Adavance Computer Architecture

Course Objective:

• The objective of this course is to provide a through discussion of fundamentals of computer architecture. After doing this course you will be able to appreciate the following :-
• The Nature and characteristics of modern day computer systems.
• Tremendous variety exists from single chip microprocessors to super computers. The various systems differ not only in costs but also in size, performance and applications.
• Impact of rapid pace of change covering all aspects of computer technology from underlying integrated circuit. Technology to increasing use of parallel organization concepts in combining those components.
• Certain fundamental concepts that apply to all types of computers.
• All the basic performance characteristics of computer systems like processor speed, Memory speed, Memory capacity, and interconnection data rate are increasing rapidly but they are increasing at different rates. So designing a balanced system that maximizes the performance and utilization of all elements is a challenge.
  Why Study Computer Architecture:
  • As a professional in field of computing one should not regard the computer as a black box that executes programs by magic 
  • As a professional in field of computing one should acquire some understanding and appreciation of computer system’s functional components, their characteristics, their performance and their interactions.
  • As a professional in field of computing one needs to understand computer architecture in order to structure a program so that it runs more efficiently on a real m/c.

GIVEN ENTRIES:

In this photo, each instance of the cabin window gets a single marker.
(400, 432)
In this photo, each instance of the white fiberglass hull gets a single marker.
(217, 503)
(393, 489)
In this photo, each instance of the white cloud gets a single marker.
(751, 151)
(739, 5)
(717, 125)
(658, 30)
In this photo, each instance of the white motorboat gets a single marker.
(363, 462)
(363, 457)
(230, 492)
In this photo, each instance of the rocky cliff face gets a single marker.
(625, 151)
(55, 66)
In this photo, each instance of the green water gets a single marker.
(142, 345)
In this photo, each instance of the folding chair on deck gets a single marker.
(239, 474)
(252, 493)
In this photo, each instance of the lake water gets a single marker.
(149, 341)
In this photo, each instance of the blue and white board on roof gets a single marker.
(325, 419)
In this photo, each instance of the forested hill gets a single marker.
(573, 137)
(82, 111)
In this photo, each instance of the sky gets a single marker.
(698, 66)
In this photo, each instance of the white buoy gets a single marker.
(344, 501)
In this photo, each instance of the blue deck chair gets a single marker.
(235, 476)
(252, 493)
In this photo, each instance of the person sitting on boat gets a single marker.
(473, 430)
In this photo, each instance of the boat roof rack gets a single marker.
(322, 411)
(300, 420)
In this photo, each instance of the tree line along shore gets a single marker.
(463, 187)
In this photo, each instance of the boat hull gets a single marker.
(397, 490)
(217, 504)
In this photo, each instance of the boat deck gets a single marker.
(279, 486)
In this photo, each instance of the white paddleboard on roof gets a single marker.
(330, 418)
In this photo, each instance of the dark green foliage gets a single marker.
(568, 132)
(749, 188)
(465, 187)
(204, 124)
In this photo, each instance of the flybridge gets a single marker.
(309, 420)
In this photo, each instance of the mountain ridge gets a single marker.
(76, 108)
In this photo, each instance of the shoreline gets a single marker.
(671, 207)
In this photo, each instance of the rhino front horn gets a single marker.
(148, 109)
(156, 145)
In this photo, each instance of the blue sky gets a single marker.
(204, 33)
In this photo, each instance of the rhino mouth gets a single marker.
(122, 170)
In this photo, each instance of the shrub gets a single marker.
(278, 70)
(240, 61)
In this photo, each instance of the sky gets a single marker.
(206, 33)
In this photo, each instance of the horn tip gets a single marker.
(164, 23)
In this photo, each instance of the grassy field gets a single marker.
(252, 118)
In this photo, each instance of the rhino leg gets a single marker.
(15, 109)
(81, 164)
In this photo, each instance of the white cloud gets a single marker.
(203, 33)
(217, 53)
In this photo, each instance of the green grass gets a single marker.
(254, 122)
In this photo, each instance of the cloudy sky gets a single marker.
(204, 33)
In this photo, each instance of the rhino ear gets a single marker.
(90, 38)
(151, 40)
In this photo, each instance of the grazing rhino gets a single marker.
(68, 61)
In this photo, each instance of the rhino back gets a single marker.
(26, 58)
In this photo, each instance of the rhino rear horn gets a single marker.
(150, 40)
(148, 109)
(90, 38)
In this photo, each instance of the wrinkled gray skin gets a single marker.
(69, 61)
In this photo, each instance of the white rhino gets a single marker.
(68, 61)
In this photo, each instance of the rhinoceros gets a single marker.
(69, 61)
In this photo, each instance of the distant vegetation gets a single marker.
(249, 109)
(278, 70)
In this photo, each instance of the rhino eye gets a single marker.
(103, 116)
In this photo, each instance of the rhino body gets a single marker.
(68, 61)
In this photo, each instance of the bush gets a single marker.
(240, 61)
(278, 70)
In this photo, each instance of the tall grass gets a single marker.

EXERCISE SET:
- A) Please reproduce everything in the computer architecture course text from "Adavance Computer Architecture" down to "day computer systems.".
- B) Carry on the computer architecture course text from its final line.

SET OF ANSWERS:
- A)
Adavance Computer Architecture

Course Objective:

• The objective of this course is to provide a through discussion of fundamentals of computer architecture. After doing this course you will be able to appreciate the following :-
• The Nature and characteristics of modern day computer systems.

- B)
  • As a professional in field of computing one should understand how to select a computer system for your personal use or for your organizational use by properly understanding the tradeoffs involved among various components like CPU clock speed, Cache size and Memory Size etc.
  • Major Computer manufacturers offer a family of computer models based on same architecture but with different organization
  • Various Intel CPU’s are based on same architecture but have different organization offering different levels of performance and price.
  • IBM System 370 architecture introduced in 1970 has survived to this day as the architecture of IBM mainframe product line.
  • Various implementation of RISC architecture are available in the market like SUN Spark, Power PC etc. 
  The State of Computing:
  
  Early computing was entirely mechanical:
  1. abacus (about 500 BC)
  2. mechanical adder/subtracter (Pascal, 1642)
  3. difference engine design (Babbage, 1827)
  4. binary mechanical computer (Zuse, 1941)
  5. electromechanical decimal machine (Aiken, 1944)
  Mechanical and electromechanical machines have limited speed and reliability because of the many moving parts.  Modern machines use electronics for most information transmission.
  
  

  Computer Architecture & Organization

  Amdahl, Blaauw and Brookes, 1964 (IBM 360 team):

  The structure of a computer that a machine language programmer must understand to write a correct (timing independent) program for that machine

  Computer Architecture: Those attributes of a system which are visible to a machine language programmer having direct impact on logical execution of a program. These attributes include Instruction set, word size, no of bits used to represent various data types, techniques of addressing memory etc.Computer Organization: The operational units and their inter connections that realize the architecture. Control signals , Memory Technology, Interfaces between computer and peripherals etc.Example: It is an Architectural design issue whether a computer will have Multiply Instruction.It is an Organizational issue whether this will be implemented using a separate Multiply Unit or whether it will be implemented using repetitive add function.

  Approach to learn ACA 

  A computer is a complex system; Modern day computers contain millions of elementary electronic components. The problem is how to clearly describe them all.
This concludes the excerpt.